WHAT TO WORK ON
Write out the lines from the line containing "on the pectoral" through the final line of the listing below, exactly, omitting every other line.

MATERIAL FOR THIS EXERCISE
----------------
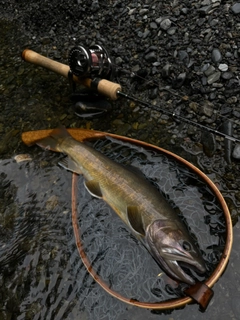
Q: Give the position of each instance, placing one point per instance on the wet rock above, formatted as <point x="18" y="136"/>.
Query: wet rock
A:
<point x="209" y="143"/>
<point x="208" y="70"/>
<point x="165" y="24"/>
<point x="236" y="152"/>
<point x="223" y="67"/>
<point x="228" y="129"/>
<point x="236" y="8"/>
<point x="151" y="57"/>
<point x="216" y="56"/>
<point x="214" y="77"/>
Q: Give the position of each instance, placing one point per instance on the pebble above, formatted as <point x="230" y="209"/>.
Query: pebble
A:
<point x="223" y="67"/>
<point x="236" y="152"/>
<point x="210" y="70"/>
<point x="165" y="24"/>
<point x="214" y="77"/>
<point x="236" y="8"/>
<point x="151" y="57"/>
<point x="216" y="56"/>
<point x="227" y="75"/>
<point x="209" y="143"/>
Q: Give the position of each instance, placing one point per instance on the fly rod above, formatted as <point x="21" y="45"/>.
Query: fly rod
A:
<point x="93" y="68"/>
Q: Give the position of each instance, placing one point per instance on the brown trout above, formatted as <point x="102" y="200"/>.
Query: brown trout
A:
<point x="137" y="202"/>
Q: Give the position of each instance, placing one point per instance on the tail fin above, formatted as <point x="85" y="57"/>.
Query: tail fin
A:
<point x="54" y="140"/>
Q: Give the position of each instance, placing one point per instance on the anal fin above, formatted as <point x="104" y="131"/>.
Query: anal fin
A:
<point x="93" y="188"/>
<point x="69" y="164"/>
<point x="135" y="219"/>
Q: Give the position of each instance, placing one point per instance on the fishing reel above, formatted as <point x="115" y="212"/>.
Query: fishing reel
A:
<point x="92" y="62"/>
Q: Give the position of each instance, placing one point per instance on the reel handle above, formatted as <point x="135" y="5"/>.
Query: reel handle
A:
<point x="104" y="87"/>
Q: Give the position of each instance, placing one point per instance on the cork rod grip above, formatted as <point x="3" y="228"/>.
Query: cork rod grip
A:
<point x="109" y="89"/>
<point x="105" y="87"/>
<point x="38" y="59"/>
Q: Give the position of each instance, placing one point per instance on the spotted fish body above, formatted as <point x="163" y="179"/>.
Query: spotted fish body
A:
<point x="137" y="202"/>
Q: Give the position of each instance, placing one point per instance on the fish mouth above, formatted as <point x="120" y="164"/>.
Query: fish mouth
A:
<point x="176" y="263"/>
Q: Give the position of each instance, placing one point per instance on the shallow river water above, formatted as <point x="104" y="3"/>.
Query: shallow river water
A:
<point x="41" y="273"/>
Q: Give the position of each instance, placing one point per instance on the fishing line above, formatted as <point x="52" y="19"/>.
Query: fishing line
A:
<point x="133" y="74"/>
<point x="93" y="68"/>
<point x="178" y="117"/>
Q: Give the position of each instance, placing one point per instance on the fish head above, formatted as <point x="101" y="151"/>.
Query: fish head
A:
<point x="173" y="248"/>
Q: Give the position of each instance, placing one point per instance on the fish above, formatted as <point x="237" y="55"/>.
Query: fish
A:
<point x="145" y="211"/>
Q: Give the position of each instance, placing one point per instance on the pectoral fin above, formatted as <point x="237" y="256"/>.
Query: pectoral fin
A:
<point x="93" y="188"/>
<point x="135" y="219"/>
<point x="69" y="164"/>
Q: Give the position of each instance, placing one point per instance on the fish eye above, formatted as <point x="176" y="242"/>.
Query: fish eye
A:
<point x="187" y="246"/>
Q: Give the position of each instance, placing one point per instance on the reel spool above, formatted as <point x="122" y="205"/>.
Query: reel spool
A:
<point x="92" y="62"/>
----------------
SOLUTION FOR THIS TASK
Q: Give the position of each instance, placing one point per instance on the pectoral fin above, formatted as <point x="237" y="256"/>.
Query: pectoral fin
A:
<point x="93" y="188"/>
<point x="135" y="219"/>
<point x="69" y="164"/>
Q: Give the position of each instance, placing one point per instance on the fish eye above, formatted as <point x="176" y="242"/>.
Query: fish eye
A:
<point x="187" y="246"/>
Q: Give the position of each instance, placing one point per instance on the reel spool above, formatted as <point x="122" y="205"/>.
Query: reel spool
A:
<point x="92" y="62"/>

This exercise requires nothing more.